Your instructions
Count how many lines in the entries below contain the word "mujeres". Reply with the number alone.

Dataset records
[Begin]

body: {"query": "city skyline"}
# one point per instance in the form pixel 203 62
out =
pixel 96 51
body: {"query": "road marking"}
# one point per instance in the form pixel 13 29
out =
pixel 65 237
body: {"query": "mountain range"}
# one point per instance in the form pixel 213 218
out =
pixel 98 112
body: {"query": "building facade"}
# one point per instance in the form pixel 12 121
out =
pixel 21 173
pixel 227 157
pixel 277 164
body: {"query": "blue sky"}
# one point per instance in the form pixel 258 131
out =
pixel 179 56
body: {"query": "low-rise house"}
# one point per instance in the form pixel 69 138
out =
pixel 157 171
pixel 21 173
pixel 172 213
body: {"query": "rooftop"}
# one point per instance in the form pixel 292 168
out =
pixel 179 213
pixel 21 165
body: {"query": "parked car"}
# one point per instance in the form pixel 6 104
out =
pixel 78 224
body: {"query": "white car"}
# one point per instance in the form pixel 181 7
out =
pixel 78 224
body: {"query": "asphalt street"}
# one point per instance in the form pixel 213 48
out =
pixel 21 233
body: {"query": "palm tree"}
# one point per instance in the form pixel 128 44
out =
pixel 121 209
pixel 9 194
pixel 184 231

[End]
[Begin]

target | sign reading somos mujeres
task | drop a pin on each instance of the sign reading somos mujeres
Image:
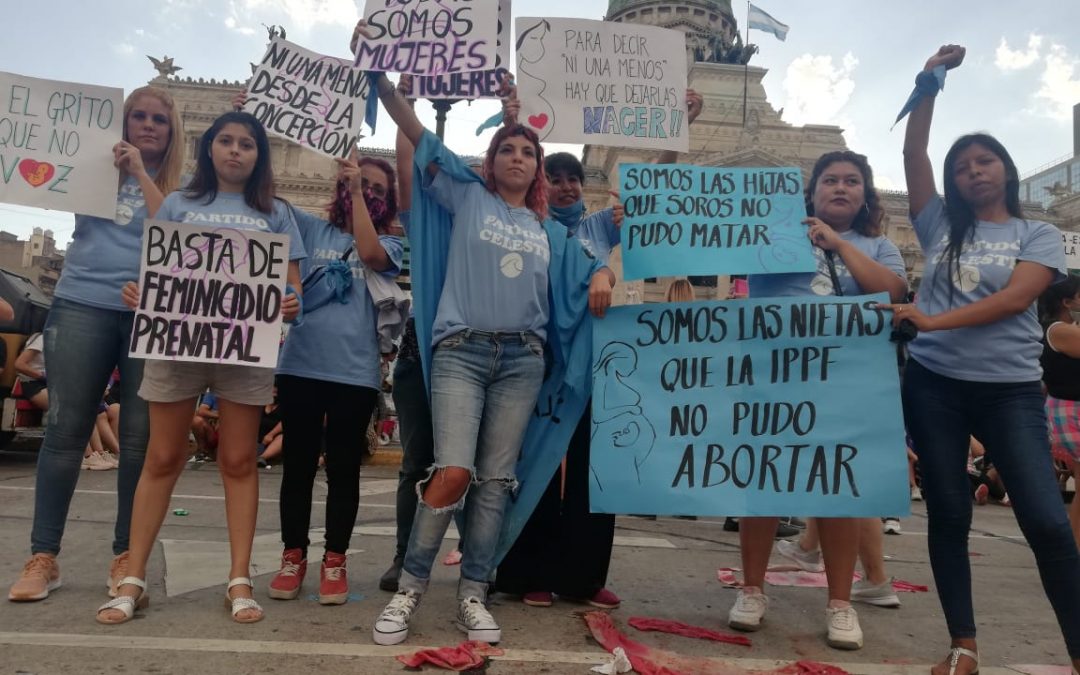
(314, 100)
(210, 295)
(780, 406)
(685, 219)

[End]

Response
2